[PROBLEM DETAILS]:
Begin at the line that contains "mark the sand dune -- a dot per instance" and quote each line exactly through the last one. Leave pictures out.
-- Start ENTRIES SHOWN --
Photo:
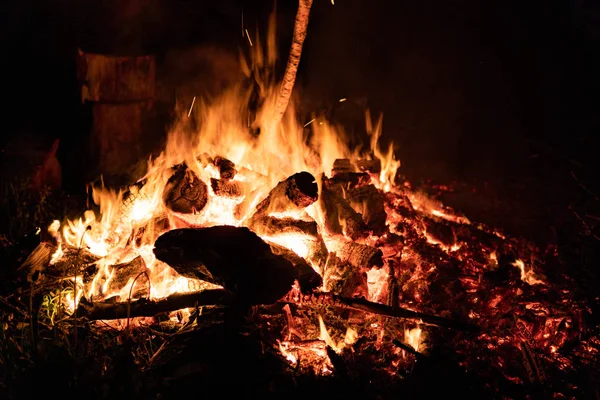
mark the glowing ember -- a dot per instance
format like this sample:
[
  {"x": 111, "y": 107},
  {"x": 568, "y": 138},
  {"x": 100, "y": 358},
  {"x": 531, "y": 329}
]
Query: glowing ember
[{"x": 420, "y": 255}]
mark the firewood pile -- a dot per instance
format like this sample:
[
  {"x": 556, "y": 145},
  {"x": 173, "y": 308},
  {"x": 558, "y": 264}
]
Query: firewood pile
[{"x": 334, "y": 275}]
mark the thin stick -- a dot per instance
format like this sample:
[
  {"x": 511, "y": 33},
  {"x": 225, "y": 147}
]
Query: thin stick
[{"x": 289, "y": 77}]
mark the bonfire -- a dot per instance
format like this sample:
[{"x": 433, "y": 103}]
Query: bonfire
[{"x": 324, "y": 252}]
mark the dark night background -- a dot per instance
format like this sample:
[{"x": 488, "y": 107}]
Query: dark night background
[{"x": 498, "y": 96}]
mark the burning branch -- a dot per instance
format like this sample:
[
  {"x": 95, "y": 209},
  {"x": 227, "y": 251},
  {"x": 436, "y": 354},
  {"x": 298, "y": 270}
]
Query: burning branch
[
  {"x": 148, "y": 308},
  {"x": 291, "y": 69}
]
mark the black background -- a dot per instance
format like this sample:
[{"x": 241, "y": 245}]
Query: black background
[{"x": 501, "y": 96}]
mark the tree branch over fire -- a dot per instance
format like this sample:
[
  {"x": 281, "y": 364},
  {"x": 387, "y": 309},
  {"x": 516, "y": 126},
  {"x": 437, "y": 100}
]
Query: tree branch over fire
[{"x": 289, "y": 78}]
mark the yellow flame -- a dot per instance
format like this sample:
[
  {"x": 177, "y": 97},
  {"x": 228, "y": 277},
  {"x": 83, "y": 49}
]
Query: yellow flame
[
  {"x": 412, "y": 337},
  {"x": 127, "y": 223},
  {"x": 527, "y": 276}
]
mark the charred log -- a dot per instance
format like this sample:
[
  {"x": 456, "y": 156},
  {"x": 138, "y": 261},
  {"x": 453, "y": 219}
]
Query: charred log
[
  {"x": 344, "y": 165},
  {"x": 368, "y": 201},
  {"x": 37, "y": 261},
  {"x": 295, "y": 193},
  {"x": 372, "y": 166},
  {"x": 184, "y": 192},
  {"x": 341, "y": 165},
  {"x": 123, "y": 273},
  {"x": 149, "y": 308},
  {"x": 360, "y": 304},
  {"x": 272, "y": 226},
  {"x": 347, "y": 180},
  {"x": 360, "y": 255},
  {"x": 226, "y": 188},
  {"x": 344, "y": 279},
  {"x": 233, "y": 257},
  {"x": 226, "y": 168},
  {"x": 340, "y": 217},
  {"x": 308, "y": 278}
]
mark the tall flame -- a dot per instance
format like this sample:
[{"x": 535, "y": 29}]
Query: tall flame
[{"x": 215, "y": 127}]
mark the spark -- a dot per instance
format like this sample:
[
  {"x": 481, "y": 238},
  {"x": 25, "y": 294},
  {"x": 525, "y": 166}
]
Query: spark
[
  {"x": 192, "y": 106},
  {"x": 248, "y": 36},
  {"x": 309, "y": 122}
]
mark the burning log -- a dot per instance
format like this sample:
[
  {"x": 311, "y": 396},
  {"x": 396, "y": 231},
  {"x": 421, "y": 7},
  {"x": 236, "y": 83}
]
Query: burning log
[
  {"x": 347, "y": 180},
  {"x": 308, "y": 278},
  {"x": 226, "y": 188},
  {"x": 360, "y": 304},
  {"x": 360, "y": 255},
  {"x": 291, "y": 68},
  {"x": 122, "y": 273},
  {"x": 372, "y": 166},
  {"x": 271, "y": 226},
  {"x": 295, "y": 193},
  {"x": 370, "y": 203},
  {"x": 37, "y": 261},
  {"x": 149, "y": 308},
  {"x": 233, "y": 257},
  {"x": 226, "y": 168},
  {"x": 340, "y": 217},
  {"x": 341, "y": 165},
  {"x": 342, "y": 278},
  {"x": 185, "y": 193}
]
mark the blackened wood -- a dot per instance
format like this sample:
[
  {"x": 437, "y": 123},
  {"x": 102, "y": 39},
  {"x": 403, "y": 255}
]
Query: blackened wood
[
  {"x": 234, "y": 257},
  {"x": 339, "y": 216},
  {"x": 226, "y": 168},
  {"x": 307, "y": 277},
  {"x": 342, "y": 165},
  {"x": 295, "y": 193},
  {"x": 226, "y": 188},
  {"x": 347, "y": 180},
  {"x": 122, "y": 273},
  {"x": 360, "y": 255},
  {"x": 333, "y": 300},
  {"x": 149, "y": 308},
  {"x": 271, "y": 226},
  {"x": 369, "y": 201},
  {"x": 37, "y": 261},
  {"x": 373, "y": 166},
  {"x": 345, "y": 279},
  {"x": 184, "y": 192}
]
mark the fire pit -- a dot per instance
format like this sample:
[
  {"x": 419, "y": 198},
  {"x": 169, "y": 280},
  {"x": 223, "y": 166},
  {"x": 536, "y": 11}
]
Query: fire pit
[{"x": 287, "y": 263}]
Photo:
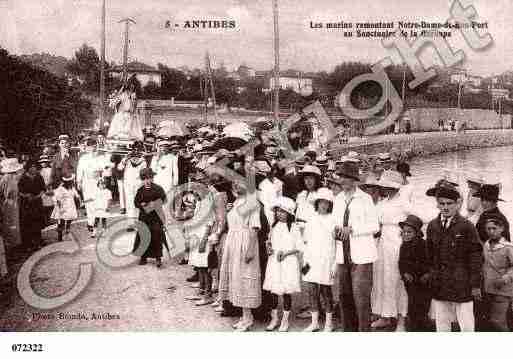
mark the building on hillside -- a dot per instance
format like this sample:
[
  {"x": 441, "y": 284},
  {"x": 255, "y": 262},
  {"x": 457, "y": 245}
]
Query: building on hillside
[
  {"x": 145, "y": 74},
  {"x": 296, "y": 81},
  {"x": 499, "y": 93}
]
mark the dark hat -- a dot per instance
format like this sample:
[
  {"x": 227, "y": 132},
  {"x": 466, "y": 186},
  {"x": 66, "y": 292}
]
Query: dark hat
[
  {"x": 404, "y": 168},
  {"x": 495, "y": 219},
  {"x": 91, "y": 142},
  {"x": 146, "y": 172},
  {"x": 444, "y": 189},
  {"x": 138, "y": 146},
  {"x": 489, "y": 192},
  {"x": 348, "y": 170},
  {"x": 412, "y": 221}
]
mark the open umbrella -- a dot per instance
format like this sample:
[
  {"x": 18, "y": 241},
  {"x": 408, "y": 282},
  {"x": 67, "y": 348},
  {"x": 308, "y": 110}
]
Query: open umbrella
[
  {"x": 229, "y": 143},
  {"x": 239, "y": 130},
  {"x": 169, "y": 128}
]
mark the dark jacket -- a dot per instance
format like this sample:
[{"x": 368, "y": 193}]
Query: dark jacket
[
  {"x": 413, "y": 258},
  {"x": 291, "y": 185},
  {"x": 62, "y": 166},
  {"x": 455, "y": 259},
  {"x": 480, "y": 225}
]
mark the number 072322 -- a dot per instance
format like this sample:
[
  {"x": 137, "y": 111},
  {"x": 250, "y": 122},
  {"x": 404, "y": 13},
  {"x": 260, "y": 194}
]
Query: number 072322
[{"x": 27, "y": 347}]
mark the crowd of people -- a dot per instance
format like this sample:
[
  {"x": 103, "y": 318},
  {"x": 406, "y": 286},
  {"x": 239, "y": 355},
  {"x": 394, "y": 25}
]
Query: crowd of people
[{"x": 343, "y": 232}]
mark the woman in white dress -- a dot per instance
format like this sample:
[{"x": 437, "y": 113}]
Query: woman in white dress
[
  {"x": 65, "y": 208},
  {"x": 319, "y": 258},
  {"x": 282, "y": 276},
  {"x": 124, "y": 124},
  {"x": 390, "y": 300},
  {"x": 240, "y": 275}
]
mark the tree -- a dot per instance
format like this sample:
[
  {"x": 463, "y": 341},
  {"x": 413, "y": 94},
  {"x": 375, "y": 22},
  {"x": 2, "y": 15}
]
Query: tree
[
  {"x": 36, "y": 103},
  {"x": 86, "y": 65}
]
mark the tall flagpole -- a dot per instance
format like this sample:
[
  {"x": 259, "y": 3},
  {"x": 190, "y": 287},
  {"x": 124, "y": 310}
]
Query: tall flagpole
[
  {"x": 127, "y": 21},
  {"x": 102, "y": 69},
  {"x": 276, "y": 63}
]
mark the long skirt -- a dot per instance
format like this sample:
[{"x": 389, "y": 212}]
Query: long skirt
[
  {"x": 240, "y": 282},
  {"x": 157, "y": 239},
  {"x": 389, "y": 297},
  {"x": 3, "y": 258}
]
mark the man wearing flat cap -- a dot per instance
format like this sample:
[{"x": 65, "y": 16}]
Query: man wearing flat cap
[
  {"x": 455, "y": 261},
  {"x": 489, "y": 195},
  {"x": 63, "y": 163}
]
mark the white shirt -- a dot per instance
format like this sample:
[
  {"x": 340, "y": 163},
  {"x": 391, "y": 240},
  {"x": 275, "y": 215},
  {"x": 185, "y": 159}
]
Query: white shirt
[{"x": 363, "y": 220}]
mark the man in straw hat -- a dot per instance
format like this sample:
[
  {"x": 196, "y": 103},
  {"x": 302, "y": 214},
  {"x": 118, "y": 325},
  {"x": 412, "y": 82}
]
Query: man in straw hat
[
  {"x": 64, "y": 162},
  {"x": 165, "y": 165},
  {"x": 489, "y": 195},
  {"x": 356, "y": 248},
  {"x": 130, "y": 167},
  {"x": 455, "y": 258}
]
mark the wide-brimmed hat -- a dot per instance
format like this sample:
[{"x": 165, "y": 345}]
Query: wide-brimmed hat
[
  {"x": 310, "y": 170},
  {"x": 348, "y": 170},
  {"x": 285, "y": 203},
  {"x": 489, "y": 192},
  {"x": 391, "y": 179},
  {"x": 10, "y": 165},
  {"x": 370, "y": 181},
  {"x": 262, "y": 166},
  {"x": 384, "y": 157},
  {"x": 444, "y": 189},
  {"x": 403, "y": 167},
  {"x": 146, "y": 172},
  {"x": 476, "y": 179},
  {"x": 412, "y": 221},
  {"x": 325, "y": 194},
  {"x": 44, "y": 159}
]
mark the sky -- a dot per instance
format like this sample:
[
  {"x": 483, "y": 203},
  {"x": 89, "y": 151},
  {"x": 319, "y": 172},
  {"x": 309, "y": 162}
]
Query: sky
[{"x": 60, "y": 27}]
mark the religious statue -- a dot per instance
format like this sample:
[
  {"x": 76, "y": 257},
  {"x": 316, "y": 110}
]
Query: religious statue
[{"x": 125, "y": 125}]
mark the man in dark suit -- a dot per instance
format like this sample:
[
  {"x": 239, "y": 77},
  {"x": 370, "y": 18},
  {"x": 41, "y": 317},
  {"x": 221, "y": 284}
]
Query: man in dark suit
[
  {"x": 63, "y": 163},
  {"x": 489, "y": 195},
  {"x": 455, "y": 261}
]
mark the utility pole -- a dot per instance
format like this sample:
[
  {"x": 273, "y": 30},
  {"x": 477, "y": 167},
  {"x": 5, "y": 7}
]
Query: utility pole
[
  {"x": 211, "y": 81},
  {"x": 102, "y": 69},
  {"x": 127, "y": 22},
  {"x": 276, "y": 63}
]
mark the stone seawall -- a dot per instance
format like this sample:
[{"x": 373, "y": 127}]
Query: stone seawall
[{"x": 429, "y": 143}]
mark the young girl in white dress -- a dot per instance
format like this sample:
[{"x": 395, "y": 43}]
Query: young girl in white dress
[
  {"x": 282, "y": 276},
  {"x": 319, "y": 258},
  {"x": 65, "y": 210}
]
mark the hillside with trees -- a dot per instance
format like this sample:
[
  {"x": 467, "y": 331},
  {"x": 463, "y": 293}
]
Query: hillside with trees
[{"x": 37, "y": 104}]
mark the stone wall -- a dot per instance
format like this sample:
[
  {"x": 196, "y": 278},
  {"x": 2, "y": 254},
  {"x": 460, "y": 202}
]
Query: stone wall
[
  {"x": 431, "y": 143},
  {"x": 426, "y": 119}
]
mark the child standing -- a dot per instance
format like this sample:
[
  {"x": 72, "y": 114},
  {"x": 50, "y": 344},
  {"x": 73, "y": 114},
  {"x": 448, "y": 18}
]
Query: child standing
[
  {"x": 282, "y": 274},
  {"x": 413, "y": 268},
  {"x": 65, "y": 210},
  {"x": 101, "y": 207},
  {"x": 498, "y": 273},
  {"x": 319, "y": 258}
]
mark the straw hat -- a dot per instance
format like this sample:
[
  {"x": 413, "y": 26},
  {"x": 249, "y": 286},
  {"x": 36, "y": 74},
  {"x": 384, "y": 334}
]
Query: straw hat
[
  {"x": 325, "y": 194},
  {"x": 444, "y": 189},
  {"x": 489, "y": 192},
  {"x": 310, "y": 170},
  {"x": 391, "y": 179},
  {"x": 370, "y": 181},
  {"x": 10, "y": 165},
  {"x": 412, "y": 221},
  {"x": 285, "y": 203},
  {"x": 384, "y": 157}
]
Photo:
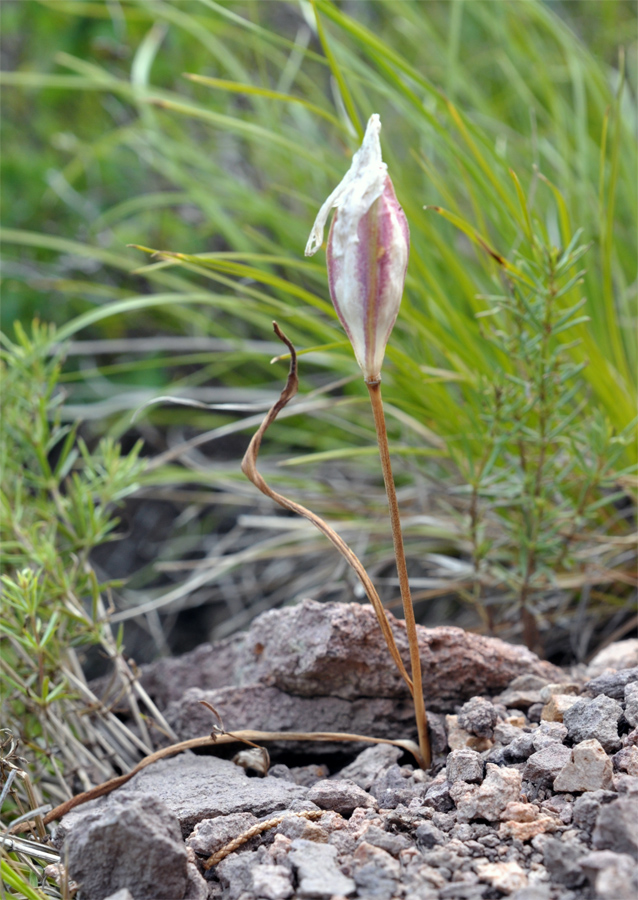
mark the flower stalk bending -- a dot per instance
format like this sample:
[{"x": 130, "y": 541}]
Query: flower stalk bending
[{"x": 367, "y": 258}]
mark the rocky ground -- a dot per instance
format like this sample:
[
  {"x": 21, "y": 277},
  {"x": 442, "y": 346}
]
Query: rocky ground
[{"x": 533, "y": 794}]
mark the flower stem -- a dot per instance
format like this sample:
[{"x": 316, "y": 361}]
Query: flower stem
[{"x": 408, "y": 610}]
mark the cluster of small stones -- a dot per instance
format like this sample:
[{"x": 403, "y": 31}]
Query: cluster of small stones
[{"x": 535, "y": 797}]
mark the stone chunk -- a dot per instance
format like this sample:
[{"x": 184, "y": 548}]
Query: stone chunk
[
  {"x": 619, "y": 655},
  {"x": 464, "y": 765},
  {"x": 376, "y": 873},
  {"x": 544, "y": 765},
  {"x": 590, "y": 769},
  {"x": 500, "y": 787},
  {"x": 597, "y": 718},
  {"x": 613, "y": 684},
  {"x": 478, "y": 716},
  {"x": 617, "y": 827},
  {"x": 613, "y": 876},
  {"x": 562, "y": 860},
  {"x": 317, "y": 871},
  {"x": 506, "y": 877},
  {"x": 523, "y": 692},
  {"x": 548, "y": 733},
  {"x": 370, "y": 764},
  {"x": 203, "y": 787},
  {"x": 133, "y": 841},
  {"x": 631, "y": 703},
  {"x": 210, "y": 835},
  {"x": 341, "y": 795},
  {"x": 272, "y": 882},
  {"x": 557, "y": 706},
  {"x": 337, "y": 649}
]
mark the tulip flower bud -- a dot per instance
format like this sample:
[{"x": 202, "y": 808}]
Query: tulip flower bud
[{"x": 367, "y": 252}]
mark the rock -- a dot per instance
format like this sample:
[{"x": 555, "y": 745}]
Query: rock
[
  {"x": 337, "y": 649},
  {"x": 631, "y": 703},
  {"x": 464, "y": 765},
  {"x": 562, "y": 860},
  {"x": 520, "y": 749},
  {"x": 620, "y": 655},
  {"x": 428, "y": 835},
  {"x": 548, "y": 733},
  {"x": 597, "y": 718},
  {"x": 613, "y": 875},
  {"x": 617, "y": 827},
  {"x": 370, "y": 764},
  {"x": 341, "y": 795},
  {"x": 523, "y": 692},
  {"x": 458, "y": 738},
  {"x": 478, "y": 716},
  {"x": 437, "y": 796},
  {"x": 557, "y": 706},
  {"x": 265, "y": 708},
  {"x": 587, "y": 807},
  {"x": 590, "y": 769},
  {"x": 506, "y": 877},
  {"x": 524, "y": 821},
  {"x": 317, "y": 871},
  {"x": 133, "y": 841},
  {"x": 203, "y": 787},
  {"x": 500, "y": 787},
  {"x": 544, "y": 765},
  {"x": 272, "y": 882},
  {"x": 210, "y": 835},
  {"x": 376, "y": 872},
  {"x": 235, "y": 874}
]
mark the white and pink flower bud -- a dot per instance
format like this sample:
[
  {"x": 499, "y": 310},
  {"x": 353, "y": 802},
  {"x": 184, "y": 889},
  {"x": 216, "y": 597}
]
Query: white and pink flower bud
[{"x": 367, "y": 252}]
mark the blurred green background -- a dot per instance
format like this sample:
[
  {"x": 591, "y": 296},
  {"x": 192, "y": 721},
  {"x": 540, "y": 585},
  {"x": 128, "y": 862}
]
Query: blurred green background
[{"x": 106, "y": 143}]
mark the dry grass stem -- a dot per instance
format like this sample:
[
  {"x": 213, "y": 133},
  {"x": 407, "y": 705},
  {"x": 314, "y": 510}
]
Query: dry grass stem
[{"x": 249, "y": 468}]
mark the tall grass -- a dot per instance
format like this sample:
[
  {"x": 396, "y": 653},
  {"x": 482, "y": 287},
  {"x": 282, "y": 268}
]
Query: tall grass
[{"x": 506, "y": 136}]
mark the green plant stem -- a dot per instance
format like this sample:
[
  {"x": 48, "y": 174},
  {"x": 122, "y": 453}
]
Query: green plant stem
[{"x": 374, "y": 389}]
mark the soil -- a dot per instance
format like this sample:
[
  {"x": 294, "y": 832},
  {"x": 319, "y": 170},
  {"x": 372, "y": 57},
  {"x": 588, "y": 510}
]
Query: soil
[{"x": 532, "y": 794}]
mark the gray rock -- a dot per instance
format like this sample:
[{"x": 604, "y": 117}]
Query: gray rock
[
  {"x": 337, "y": 649},
  {"x": 133, "y": 842},
  {"x": 548, "y": 733},
  {"x": 464, "y": 765},
  {"x": 589, "y": 769},
  {"x": 617, "y": 827},
  {"x": 613, "y": 684},
  {"x": 523, "y": 692},
  {"x": 342, "y": 796},
  {"x": 235, "y": 874},
  {"x": 613, "y": 876},
  {"x": 562, "y": 861},
  {"x": 520, "y": 749},
  {"x": 267, "y": 708},
  {"x": 631, "y": 703},
  {"x": 597, "y": 718},
  {"x": 376, "y": 872},
  {"x": 428, "y": 835},
  {"x": 272, "y": 882},
  {"x": 203, "y": 787},
  {"x": 619, "y": 655},
  {"x": 438, "y": 797},
  {"x": 370, "y": 764},
  {"x": 317, "y": 871},
  {"x": 587, "y": 807},
  {"x": 210, "y": 835},
  {"x": 487, "y": 801},
  {"x": 478, "y": 716},
  {"x": 544, "y": 765},
  {"x": 391, "y": 843}
]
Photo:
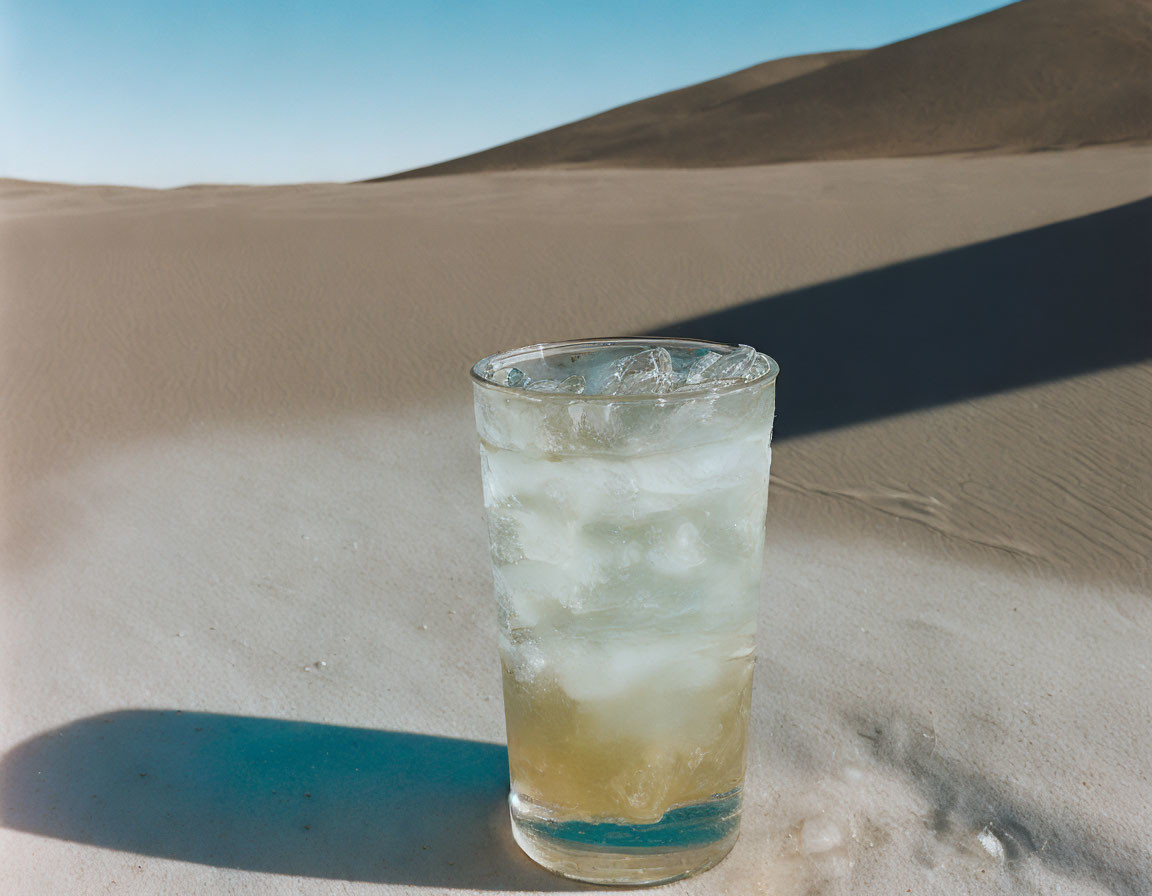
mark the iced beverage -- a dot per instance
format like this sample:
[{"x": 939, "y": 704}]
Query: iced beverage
[{"x": 624, "y": 485}]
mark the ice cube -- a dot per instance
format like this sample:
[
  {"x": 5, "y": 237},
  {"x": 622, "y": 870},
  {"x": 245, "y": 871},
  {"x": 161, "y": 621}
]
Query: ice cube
[
  {"x": 644, "y": 373},
  {"x": 573, "y": 385},
  {"x": 736, "y": 365},
  {"x": 699, "y": 369}
]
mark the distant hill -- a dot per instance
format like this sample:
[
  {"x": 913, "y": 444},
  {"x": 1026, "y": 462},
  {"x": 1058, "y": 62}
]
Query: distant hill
[{"x": 1035, "y": 75}]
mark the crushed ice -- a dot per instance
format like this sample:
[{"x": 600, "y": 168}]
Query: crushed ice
[{"x": 650, "y": 372}]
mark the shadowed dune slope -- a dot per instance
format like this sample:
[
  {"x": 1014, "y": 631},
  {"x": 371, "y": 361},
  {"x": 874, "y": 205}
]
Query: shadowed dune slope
[{"x": 1035, "y": 75}]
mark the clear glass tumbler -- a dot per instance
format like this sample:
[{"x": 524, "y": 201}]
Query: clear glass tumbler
[{"x": 627, "y": 536}]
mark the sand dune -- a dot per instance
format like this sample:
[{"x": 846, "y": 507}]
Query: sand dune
[
  {"x": 239, "y": 440},
  {"x": 1035, "y": 75}
]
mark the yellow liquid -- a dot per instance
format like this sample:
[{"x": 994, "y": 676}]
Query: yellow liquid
[{"x": 631, "y": 758}]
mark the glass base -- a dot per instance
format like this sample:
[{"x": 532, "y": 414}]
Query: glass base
[{"x": 684, "y": 842}]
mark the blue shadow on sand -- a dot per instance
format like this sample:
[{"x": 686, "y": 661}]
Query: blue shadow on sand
[{"x": 270, "y": 795}]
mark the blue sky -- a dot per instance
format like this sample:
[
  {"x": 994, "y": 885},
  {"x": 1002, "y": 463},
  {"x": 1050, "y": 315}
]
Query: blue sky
[{"x": 167, "y": 92}]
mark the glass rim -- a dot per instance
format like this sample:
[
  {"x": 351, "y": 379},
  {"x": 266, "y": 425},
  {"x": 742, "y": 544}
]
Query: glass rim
[{"x": 477, "y": 370}]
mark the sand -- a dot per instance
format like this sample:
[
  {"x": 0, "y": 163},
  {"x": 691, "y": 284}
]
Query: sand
[
  {"x": 1030, "y": 76},
  {"x": 248, "y": 636}
]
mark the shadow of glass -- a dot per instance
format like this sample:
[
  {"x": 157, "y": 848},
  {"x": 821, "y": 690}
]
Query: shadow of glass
[
  {"x": 1033, "y": 306},
  {"x": 271, "y": 795}
]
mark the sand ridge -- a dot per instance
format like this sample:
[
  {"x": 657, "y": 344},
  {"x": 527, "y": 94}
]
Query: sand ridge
[{"x": 1033, "y": 75}]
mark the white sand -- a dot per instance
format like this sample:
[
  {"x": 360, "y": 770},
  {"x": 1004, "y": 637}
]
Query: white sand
[{"x": 239, "y": 442}]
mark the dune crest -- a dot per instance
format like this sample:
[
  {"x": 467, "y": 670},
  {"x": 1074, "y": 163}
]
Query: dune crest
[{"x": 1035, "y": 75}]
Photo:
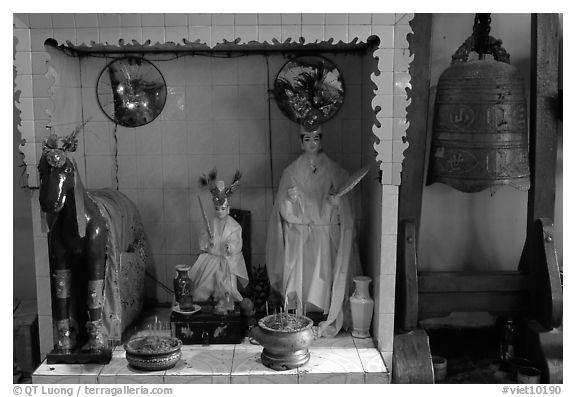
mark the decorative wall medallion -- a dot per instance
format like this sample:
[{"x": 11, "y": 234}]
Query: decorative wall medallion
[
  {"x": 131, "y": 91},
  {"x": 309, "y": 90}
]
-- End ENTRIES SHOWN --
[WRITTEN REPLY]:
mark the sand dune -- a dot per instance
format like this sample:
[{"x": 846, "y": 507}]
Query: sand dune
[
  {"x": 239, "y": 440},
  {"x": 1035, "y": 75}
]
mark the yellow liquid -- a dot per instance
format like this sample:
[{"x": 994, "y": 676}]
Query: yellow liquid
[{"x": 631, "y": 758}]
mark the glass base -- a dot per instance
format like this sample:
[{"x": 532, "y": 414}]
Query: glass base
[{"x": 684, "y": 842}]
mark the blue shadow on sand -- a dot per instance
format like this sample:
[{"x": 686, "y": 661}]
Query: blue shadow on sand
[{"x": 270, "y": 795}]
mark the blue sky -- a dot per instance
format like this sample:
[
  {"x": 994, "y": 885},
  {"x": 1002, "y": 463},
  {"x": 1050, "y": 315}
]
Query: blue sky
[{"x": 167, "y": 92}]
mark the glass rim -- a dot per instance
format like this sample:
[
  {"x": 351, "y": 379},
  {"x": 266, "y": 425},
  {"x": 742, "y": 544}
]
Query: glass rim
[{"x": 477, "y": 370}]
mark the sand -- a dot per instance
format like this sample:
[
  {"x": 0, "y": 163},
  {"x": 691, "y": 284}
]
Query: sand
[
  {"x": 1030, "y": 76},
  {"x": 248, "y": 636}
]
mark the shadow of glass -- a dot per instance
format like this sample:
[
  {"x": 157, "y": 848},
  {"x": 821, "y": 690}
]
Query: shadow of glass
[
  {"x": 1033, "y": 306},
  {"x": 271, "y": 795}
]
mark the sand ridge -- a dot per instance
format like this sample:
[
  {"x": 657, "y": 344},
  {"x": 527, "y": 94}
]
Query: sand ridge
[{"x": 1033, "y": 75}]
mark the white sand -- a dot per instance
format like this sample:
[
  {"x": 360, "y": 770},
  {"x": 1004, "y": 637}
]
Query: white sand
[{"x": 239, "y": 442}]
mark the dune crest -- a dot per instance
format like this sample:
[
  {"x": 467, "y": 670},
  {"x": 1074, "y": 163}
]
Query: dune crest
[{"x": 1035, "y": 75}]
Photo:
mark the decorative wall medallion -- a dot per instance
format like this sample:
[{"x": 11, "y": 234}]
Query: decorative wall medallion
[
  {"x": 131, "y": 91},
  {"x": 309, "y": 90}
]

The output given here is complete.